• **Directions**
In the article about the Democrats' coronavirus relief bill, what is the proposed bill called?

House Speaker Nancy Pelosi Tuesday described the Democrats' planned $3 trillion coronavirus relief bill as being a scientific, fair and nonpartisan way to open the economy.
"Number one in our bill is how do we open up the economy," the California Democrat said on MSNBC's "Morning Joe." "How do we get rid of this virus, this villain and that is testing tracing, treatment, and isolation."
The proposed bill is called the "HEROES Act," and also has provisions to help essential workers who have remained on the front lines by sending money to state and local governments, where they get paid.
"We have important assistance for hospitals as well," said Pelosi. "It's about testing. It's about honoring our heroes and it's about putting money in the pockets of the American people by some of the measures [such as] unemployment insurance, direct payments, employment retention, tax credit, child tax credit."
The bill also calls for extended testing, "so that we know the size of this challenge," and so disparities can be ended that have resulted in minority communities having a high rate of death.
The bill, however, "isn't about politics. It's about humanity," and that means there must be a strategic plan to "test, trace, treat, and isolate" to defeat coronavirus.

• **Record set**

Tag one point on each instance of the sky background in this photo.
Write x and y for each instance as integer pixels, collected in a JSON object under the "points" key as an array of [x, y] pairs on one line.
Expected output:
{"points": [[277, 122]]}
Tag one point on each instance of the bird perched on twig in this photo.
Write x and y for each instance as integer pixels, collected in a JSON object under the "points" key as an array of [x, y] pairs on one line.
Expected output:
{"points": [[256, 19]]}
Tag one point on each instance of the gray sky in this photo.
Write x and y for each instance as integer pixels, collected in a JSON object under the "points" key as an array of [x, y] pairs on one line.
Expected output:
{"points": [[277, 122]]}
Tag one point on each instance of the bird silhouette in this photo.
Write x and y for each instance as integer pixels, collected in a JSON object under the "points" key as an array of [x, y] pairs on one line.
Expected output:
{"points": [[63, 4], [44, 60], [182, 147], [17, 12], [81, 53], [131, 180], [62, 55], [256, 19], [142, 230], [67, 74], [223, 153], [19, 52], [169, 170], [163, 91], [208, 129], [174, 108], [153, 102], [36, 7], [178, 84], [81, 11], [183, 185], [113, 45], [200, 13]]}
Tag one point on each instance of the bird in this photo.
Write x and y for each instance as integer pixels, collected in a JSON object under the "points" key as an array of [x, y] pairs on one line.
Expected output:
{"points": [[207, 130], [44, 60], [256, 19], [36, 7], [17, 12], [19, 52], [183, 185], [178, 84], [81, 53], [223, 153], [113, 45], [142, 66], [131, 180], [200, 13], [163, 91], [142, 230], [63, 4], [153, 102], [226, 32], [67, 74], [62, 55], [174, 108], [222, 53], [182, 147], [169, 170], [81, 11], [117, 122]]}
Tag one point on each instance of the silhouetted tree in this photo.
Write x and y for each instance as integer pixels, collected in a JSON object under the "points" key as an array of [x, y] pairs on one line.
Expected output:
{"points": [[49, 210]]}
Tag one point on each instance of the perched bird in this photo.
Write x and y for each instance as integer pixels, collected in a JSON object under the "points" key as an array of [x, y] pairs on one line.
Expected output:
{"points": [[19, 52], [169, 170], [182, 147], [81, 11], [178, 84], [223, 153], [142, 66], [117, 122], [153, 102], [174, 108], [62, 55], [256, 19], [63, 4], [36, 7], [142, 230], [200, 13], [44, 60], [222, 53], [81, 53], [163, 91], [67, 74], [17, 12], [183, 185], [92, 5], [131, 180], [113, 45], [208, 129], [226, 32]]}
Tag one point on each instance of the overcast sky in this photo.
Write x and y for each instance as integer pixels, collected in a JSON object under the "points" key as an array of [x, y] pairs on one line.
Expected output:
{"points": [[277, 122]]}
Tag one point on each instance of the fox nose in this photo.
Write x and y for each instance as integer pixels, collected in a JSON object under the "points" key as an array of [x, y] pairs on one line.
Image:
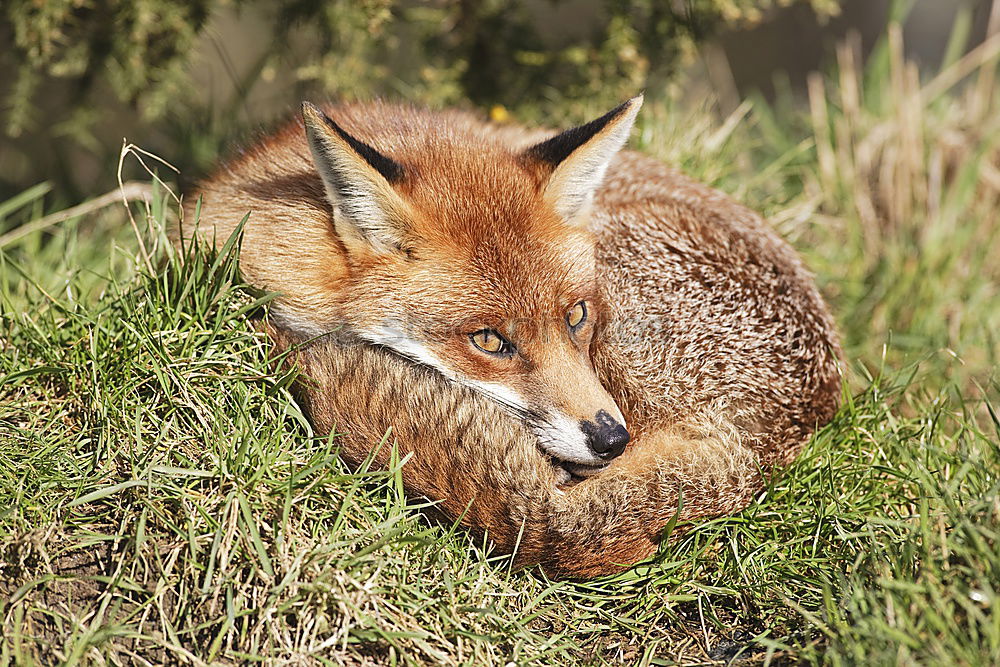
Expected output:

• **Response to this exercise**
The "HEROES Act."